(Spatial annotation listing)

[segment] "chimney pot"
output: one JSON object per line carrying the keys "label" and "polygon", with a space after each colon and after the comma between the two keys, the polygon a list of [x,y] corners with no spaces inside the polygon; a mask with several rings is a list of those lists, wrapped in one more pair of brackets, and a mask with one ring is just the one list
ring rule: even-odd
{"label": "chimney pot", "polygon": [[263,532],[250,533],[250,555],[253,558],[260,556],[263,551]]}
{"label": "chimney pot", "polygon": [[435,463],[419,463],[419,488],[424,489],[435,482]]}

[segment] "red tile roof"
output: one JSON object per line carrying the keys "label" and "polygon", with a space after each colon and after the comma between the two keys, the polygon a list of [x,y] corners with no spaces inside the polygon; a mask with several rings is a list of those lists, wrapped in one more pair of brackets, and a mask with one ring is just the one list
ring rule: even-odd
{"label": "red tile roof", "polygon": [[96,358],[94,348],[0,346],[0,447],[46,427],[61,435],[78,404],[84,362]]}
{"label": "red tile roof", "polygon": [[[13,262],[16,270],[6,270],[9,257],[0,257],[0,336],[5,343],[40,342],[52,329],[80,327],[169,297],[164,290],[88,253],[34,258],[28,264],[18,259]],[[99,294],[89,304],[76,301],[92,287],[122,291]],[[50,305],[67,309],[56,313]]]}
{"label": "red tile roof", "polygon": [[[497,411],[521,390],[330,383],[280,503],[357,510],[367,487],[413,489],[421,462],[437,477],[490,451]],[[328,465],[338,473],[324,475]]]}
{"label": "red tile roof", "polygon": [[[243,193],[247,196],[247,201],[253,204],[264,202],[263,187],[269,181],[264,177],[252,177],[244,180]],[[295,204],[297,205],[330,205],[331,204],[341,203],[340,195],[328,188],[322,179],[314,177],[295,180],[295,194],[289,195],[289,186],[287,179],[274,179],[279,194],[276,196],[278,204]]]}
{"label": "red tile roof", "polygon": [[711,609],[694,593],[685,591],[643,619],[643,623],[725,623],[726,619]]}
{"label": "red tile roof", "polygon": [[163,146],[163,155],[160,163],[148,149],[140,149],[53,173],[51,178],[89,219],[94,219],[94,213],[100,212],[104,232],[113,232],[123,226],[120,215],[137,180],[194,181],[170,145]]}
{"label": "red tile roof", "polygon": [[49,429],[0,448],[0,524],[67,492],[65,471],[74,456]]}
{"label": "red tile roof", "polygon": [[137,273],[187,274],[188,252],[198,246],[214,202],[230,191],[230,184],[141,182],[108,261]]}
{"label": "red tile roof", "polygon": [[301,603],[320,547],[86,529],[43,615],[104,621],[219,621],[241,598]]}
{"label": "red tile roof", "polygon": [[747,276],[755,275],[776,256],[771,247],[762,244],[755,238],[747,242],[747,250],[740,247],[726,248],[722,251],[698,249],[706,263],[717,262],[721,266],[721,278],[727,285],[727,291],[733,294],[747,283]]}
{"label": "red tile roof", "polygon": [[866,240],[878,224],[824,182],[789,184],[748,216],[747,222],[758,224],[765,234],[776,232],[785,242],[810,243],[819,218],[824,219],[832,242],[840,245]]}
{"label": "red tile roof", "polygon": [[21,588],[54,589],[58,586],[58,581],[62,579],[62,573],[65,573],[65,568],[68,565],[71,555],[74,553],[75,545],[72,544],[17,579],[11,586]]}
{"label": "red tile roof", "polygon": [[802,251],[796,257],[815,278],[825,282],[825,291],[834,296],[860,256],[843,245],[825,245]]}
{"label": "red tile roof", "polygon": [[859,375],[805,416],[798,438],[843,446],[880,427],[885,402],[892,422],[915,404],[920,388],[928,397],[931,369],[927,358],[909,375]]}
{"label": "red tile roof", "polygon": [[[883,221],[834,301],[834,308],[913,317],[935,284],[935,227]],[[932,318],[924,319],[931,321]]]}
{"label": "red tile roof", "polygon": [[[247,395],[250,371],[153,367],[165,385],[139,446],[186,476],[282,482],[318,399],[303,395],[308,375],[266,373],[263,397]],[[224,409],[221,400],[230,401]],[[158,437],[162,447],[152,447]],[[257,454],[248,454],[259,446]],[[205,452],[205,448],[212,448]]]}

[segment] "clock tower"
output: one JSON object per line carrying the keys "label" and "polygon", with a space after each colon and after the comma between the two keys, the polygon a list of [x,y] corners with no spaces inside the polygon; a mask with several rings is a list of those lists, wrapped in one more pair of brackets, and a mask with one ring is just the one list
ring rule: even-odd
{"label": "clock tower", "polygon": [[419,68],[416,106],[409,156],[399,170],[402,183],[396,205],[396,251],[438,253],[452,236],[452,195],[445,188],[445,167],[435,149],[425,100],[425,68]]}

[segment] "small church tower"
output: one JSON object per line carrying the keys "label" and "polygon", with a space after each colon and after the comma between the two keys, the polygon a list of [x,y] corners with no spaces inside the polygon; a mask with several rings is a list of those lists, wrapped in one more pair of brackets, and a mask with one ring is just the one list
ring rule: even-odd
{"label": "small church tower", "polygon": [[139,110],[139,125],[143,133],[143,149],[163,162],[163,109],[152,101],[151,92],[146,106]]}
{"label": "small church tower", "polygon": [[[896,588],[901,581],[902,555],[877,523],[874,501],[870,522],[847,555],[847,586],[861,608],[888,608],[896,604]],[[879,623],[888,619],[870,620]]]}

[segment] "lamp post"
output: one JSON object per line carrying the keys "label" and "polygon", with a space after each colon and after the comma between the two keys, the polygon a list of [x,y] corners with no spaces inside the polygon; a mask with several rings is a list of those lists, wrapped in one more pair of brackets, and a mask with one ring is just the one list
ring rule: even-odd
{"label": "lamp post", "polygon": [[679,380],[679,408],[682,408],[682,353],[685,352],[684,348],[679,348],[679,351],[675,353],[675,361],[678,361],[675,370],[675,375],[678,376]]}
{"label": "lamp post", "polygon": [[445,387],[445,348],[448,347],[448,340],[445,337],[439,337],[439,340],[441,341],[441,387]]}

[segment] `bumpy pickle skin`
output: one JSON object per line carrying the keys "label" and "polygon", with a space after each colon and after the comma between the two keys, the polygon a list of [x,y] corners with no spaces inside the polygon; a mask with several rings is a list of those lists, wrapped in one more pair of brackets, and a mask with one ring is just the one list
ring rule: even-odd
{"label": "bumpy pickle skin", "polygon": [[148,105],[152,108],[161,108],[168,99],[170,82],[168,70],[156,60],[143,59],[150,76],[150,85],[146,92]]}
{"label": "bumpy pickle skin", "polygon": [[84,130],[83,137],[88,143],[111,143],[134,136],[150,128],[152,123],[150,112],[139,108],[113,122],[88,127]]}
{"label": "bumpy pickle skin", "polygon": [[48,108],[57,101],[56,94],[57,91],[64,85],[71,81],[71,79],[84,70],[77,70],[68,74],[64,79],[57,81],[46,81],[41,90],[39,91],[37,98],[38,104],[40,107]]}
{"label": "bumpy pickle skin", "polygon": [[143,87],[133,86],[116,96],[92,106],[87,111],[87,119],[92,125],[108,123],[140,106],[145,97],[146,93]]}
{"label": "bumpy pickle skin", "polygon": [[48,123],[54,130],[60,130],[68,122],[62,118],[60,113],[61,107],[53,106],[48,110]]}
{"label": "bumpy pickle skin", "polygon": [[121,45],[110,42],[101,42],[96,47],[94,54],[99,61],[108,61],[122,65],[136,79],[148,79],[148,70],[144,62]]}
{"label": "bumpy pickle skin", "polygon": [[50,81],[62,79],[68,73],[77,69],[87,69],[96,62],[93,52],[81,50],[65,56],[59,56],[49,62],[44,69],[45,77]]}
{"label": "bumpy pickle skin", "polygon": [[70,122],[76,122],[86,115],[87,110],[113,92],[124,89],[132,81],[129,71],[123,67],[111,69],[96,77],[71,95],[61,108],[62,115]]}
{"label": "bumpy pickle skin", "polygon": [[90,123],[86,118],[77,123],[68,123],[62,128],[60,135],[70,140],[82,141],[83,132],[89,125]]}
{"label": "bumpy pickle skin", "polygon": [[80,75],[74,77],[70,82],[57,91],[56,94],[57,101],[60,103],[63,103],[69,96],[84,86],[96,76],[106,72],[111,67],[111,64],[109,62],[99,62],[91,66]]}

What you will do →
State how many lines of the listing above contain the string "segment", matching case exactly. Reply with the number only.

Response →
6